Records from a dataset
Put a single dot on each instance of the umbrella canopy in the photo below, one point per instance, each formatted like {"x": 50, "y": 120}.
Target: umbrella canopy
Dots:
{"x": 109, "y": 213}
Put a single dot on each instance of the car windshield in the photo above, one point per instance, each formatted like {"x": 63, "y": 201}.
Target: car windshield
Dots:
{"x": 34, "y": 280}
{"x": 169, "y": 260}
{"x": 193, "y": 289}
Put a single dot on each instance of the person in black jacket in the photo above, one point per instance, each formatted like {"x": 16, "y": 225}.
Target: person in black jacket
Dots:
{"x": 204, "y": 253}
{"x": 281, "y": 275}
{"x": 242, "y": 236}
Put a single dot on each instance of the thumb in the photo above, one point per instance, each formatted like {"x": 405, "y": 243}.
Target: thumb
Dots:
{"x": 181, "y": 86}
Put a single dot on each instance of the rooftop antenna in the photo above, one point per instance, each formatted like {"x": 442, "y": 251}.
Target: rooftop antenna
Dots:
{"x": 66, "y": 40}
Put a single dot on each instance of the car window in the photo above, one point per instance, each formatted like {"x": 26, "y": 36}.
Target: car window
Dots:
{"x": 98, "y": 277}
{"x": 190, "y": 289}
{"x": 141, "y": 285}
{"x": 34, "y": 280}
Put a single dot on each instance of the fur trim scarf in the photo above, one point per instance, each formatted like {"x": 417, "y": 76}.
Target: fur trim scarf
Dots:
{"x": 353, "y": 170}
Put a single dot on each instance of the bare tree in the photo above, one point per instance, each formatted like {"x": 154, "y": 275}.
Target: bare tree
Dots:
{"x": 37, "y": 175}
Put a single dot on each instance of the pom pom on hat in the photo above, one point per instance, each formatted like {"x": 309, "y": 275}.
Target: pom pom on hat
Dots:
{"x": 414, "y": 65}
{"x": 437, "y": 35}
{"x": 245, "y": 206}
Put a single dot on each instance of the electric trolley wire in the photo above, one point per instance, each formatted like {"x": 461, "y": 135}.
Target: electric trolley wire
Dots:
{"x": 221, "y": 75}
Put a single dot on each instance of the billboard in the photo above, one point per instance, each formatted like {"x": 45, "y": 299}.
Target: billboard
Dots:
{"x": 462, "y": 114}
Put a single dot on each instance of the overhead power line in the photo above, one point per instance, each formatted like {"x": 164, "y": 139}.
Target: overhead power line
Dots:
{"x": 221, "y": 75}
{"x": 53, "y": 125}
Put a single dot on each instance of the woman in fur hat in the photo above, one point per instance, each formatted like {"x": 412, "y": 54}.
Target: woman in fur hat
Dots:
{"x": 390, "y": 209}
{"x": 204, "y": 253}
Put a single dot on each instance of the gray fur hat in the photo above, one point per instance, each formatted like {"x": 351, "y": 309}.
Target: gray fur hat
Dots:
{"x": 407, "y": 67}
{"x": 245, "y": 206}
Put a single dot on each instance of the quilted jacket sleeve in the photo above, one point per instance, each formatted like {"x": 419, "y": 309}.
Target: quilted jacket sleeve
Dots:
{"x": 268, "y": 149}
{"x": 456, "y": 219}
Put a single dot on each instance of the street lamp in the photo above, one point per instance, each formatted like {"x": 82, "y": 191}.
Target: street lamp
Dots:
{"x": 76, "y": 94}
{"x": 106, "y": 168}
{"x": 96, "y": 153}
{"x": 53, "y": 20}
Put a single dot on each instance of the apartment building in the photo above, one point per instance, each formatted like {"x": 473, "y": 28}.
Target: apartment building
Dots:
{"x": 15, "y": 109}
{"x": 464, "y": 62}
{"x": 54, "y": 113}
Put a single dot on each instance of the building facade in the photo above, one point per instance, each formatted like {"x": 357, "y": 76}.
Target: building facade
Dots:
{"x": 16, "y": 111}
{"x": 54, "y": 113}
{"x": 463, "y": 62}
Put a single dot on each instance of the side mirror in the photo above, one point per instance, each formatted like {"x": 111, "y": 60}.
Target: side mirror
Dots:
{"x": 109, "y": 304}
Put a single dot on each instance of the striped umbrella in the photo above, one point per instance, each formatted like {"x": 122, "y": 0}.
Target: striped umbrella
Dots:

Problem to work on =>
From the line holding "Put a single dot on each instance of the building" down to the final line above, quote every line exactly and only those lines.

Answer to this task =>
Put a single dot on each instance of the building facade in the photo above, one point per instance, each formatted like {"x": 357, "y": 76}.
Target: building facade
Dots:
{"x": 16, "y": 111}
{"x": 54, "y": 113}
{"x": 463, "y": 62}
Put a single dot on each instance of the side mirror in the photo above, one point per instance, each formatted like {"x": 111, "y": 60}.
Target: side mirror
Dots:
{"x": 109, "y": 304}
Put a single dot on each instance of the striped umbrella in the photo above, one point per instance, each formatted like {"x": 122, "y": 0}.
Target: striped umbrella
Dots:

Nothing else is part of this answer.